▶ _Short task_
Copy the listing below word for word, with every line and character unchanged.

▶ _Stored records_
>>>>>
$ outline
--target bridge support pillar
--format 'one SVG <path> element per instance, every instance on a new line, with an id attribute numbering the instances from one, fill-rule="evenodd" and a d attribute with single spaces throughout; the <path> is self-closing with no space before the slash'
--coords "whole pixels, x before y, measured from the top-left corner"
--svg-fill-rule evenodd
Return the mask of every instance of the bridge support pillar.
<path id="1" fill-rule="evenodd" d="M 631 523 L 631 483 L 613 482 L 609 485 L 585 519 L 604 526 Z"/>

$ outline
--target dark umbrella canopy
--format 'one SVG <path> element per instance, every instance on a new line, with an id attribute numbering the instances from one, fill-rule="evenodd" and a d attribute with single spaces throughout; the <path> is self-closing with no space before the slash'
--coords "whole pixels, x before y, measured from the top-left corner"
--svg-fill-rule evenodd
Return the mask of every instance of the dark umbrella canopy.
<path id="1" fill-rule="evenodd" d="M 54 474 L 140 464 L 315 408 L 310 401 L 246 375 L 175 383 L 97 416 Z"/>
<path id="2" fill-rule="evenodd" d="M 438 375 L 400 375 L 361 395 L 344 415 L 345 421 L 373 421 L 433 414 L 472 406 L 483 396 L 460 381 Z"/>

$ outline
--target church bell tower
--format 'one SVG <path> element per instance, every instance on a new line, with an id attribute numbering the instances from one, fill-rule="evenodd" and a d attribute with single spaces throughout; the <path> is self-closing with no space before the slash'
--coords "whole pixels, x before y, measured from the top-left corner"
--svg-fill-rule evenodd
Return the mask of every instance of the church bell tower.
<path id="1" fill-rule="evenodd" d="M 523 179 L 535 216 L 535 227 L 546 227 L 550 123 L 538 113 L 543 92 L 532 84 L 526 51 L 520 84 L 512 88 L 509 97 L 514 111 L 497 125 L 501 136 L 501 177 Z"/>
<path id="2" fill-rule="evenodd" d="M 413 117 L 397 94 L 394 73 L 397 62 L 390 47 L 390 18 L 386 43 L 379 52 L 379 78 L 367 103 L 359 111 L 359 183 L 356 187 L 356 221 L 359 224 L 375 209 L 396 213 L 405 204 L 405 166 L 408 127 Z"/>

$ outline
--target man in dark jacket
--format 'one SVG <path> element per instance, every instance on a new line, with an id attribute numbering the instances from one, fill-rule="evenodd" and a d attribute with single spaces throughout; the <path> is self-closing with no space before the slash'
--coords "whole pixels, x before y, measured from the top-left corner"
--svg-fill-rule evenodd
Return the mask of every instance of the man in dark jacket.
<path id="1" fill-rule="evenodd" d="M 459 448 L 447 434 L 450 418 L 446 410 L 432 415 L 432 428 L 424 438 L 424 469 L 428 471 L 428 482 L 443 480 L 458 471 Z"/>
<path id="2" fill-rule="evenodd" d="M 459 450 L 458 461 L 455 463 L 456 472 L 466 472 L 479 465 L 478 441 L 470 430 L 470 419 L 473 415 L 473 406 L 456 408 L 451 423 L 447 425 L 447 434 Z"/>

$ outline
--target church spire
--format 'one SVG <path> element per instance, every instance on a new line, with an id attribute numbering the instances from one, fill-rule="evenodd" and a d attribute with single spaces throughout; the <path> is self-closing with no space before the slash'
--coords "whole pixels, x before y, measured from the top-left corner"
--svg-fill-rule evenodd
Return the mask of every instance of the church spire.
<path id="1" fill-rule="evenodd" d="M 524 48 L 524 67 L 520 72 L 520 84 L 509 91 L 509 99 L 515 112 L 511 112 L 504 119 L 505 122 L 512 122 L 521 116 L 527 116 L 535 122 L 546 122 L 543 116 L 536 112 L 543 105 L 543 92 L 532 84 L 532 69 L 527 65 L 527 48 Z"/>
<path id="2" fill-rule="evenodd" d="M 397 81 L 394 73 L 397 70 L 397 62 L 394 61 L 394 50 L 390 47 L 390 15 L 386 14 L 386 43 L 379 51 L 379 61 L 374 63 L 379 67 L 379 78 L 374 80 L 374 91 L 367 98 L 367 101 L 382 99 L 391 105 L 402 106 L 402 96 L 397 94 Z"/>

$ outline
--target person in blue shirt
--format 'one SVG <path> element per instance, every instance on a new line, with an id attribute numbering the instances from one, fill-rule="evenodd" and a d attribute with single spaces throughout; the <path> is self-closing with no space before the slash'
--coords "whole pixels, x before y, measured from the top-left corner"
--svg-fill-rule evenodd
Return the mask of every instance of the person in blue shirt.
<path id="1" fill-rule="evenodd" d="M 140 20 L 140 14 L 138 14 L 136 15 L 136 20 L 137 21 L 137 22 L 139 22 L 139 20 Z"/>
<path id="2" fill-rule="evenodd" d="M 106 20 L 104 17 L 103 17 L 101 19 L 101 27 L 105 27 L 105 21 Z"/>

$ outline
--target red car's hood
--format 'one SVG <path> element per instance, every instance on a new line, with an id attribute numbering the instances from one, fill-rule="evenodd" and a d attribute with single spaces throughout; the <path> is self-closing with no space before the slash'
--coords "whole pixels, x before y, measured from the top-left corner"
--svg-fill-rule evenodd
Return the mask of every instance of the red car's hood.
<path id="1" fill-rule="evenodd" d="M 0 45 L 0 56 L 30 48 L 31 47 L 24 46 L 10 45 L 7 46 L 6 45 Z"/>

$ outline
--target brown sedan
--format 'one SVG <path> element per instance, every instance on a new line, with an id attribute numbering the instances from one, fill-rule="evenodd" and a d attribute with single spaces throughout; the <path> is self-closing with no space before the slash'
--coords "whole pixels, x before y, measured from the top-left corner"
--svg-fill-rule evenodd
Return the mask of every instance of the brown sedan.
<<<<<
▶ _Task answer_
$ outline
--target bridge support pillar
--format 'one SVG <path> element per instance, every instance on a new line, with an id attribute numbering the instances from one, fill-rule="evenodd" and a d attribute with single spaces throughout; the <path> is self-closing with no space before the slash'
--coords "whole pixels, x before y, measured from the top-left corner"
--svg-fill-rule evenodd
Return the mask of every instance of the bridge support pillar.
<path id="1" fill-rule="evenodd" d="M 631 523 L 631 483 L 613 482 L 609 485 L 585 519 L 604 526 Z"/>

$ outline
--target dark umbrella canopy
--format 'one SVG <path> element per instance, every instance on a new line, with an id attribute numbering the instances from one, fill-rule="evenodd" and a d attribute with single spaces throughout; the <path> is self-closing with no space before the slash'
--coords "whole pixels, x before y, measured from the top-left corner"
--svg-fill-rule evenodd
Return the mask of every instance of the dark umbrella canopy.
<path id="1" fill-rule="evenodd" d="M 54 474 L 140 464 L 315 408 L 310 401 L 246 375 L 175 383 L 97 416 Z"/>
<path id="2" fill-rule="evenodd" d="M 438 375 L 400 375 L 361 395 L 344 415 L 345 421 L 373 421 L 433 414 L 472 406 L 483 396 L 460 381 Z"/>

$ outline
--target church bell tower
--format 'one SVG <path> element per instance, every instance on a new line, with an id attribute numbering the instances from one, fill-rule="evenodd" and a d attribute with single spaces throughout; the <path> is self-closing with no space before the slash'
--coords "whole pixels, x before y, measured from the top-left corner"
--svg-fill-rule evenodd
Return the mask of every instance of the church bell tower.
<path id="1" fill-rule="evenodd" d="M 523 179 L 535 216 L 535 227 L 546 227 L 550 123 L 538 113 L 543 92 L 532 84 L 526 51 L 520 84 L 512 88 L 509 97 L 514 111 L 497 125 L 501 136 L 501 177 Z"/>
<path id="2" fill-rule="evenodd" d="M 413 117 L 397 94 L 394 73 L 397 62 L 390 47 L 390 18 L 386 43 L 379 52 L 379 78 L 367 103 L 359 111 L 359 183 L 356 187 L 356 221 L 359 224 L 375 209 L 396 213 L 405 204 L 405 166 L 408 127 Z"/>

$ outline
--target man in dark jacket
--format 'one SVG <path> element per instance, every instance on a new line, with an id attribute numbering the instances from one, fill-rule="evenodd" and a d attribute with single spaces throughout; the <path> is self-closing with no space before the slash'
--coords "whole pixels, x before y, measured from the top-left corner"
--svg-fill-rule evenodd
Return the mask of every instance of the man in dark jacket.
<path id="1" fill-rule="evenodd" d="M 459 448 L 447 434 L 450 418 L 446 410 L 432 415 L 432 428 L 424 438 L 424 469 L 428 471 L 428 482 L 443 480 L 458 471 Z"/>
<path id="2" fill-rule="evenodd" d="M 459 450 L 458 461 L 455 463 L 456 472 L 466 472 L 479 465 L 478 441 L 470 430 L 470 419 L 473 415 L 473 406 L 456 408 L 451 423 L 447 425 L 447 434 Z"/>

$ outline
--target church spire
--format 'one SVG <path> element per instance, every instance on a new line, with an id attribute numbering the instances from one, fill-rule="evenodd" and a d attribute with single spaces throughout; the <path> is self-closing with no space before the slash'
--coords "whole pixels, x before y, measured from the top-left corner"
--svg-fill-rule evenodd
Return the mask of every instance of the church spire.
<path id="1" fill-rule="evenodd" d="M 524 48 L 524 67 L 520 72 L 520 84 L 509 91 L 509 99 L 515 112 L 511 112 L 504 119 L 505 122 L 512 122 L 521 116 L 527 116 L 535 122 L 546 122 L 543 116 L 536 112 L 543 105 L 543 92 L 532 84 L 532 69 L 527 65 L 527 48 Z"/>
<path id="2" fill-rule="evenodd" d="M 397 81 L 394 73 L 397 70 L 397 62 L 394 61 L 394 50 L 390 47 L 390 15 L 386 14 L 386 43 L 379 51 L 379 61 L 374 63 L 379 67 L 379 78 L 374 80 L 374 91 L 367 98 L 367 101 L 382 99 L 391 105 L 402 106 L 402 96 L 397 94 Z"/>

$ outline
--target person in blue shirt
--format 'one SVG <path> element per instance, every instance on a new line, with an id attribute numbering the instances from one, fill-rule="evenodd" and a d attribute with single spaces throughout; the <path> is self-closing with no space before the slash'
--coords "whole pixels, x before y, measured from the top-left corner"
--svg-fill-rule evenodd
Return the mask of every instance of the person in blue shirt.
<path id="1" fill-rule="evenodd" d="M 140 20 L 140 14 L 138 14 L 136 15 L 136 20 L 137 21 L 137 22 L 139 22 L 139 20 Z"/>
<path id="2" fill-rule="evenodd" d="M 106 20 L 104 17 L 103 17 L 101 19 L 101 27 L 105 27 L 105 21 Z"/>

$ outline
--target red car's hood
--format 'one SVG <path> element per instance, every instance on a new line, with an id attribute numbering the instances from one, fill-rule="evenodd" and a d attribute with single spaces throughout; the <path> is self-closing with no space before the slash'
--coords "whole pixels, x before y, measured from the top-left corner"
--svg-fill-rule evenodd
Return the mask of every instance of the red car's hood.
<path id="1" fill-rule="evenodd" d="M 0 45 L 0 56 L 30 48 L 31 47 L 24 46 L 10 45 L 7 46 L 6 45 Z"/>

$ outline
--target brown sedan
--format 'one SVG <path> element per instance, every instance on a new line, with an id attribute numbering the instances from one, fill-rule="evenodd" and a d attribute with single spaces throughout; the <path> is self-closing with no space before the slash'
--coords "whole pixels, x before y, measured from the top-left corner"
--svg-fill-rule evenodd
Return the mask of every instance of the brown sedan.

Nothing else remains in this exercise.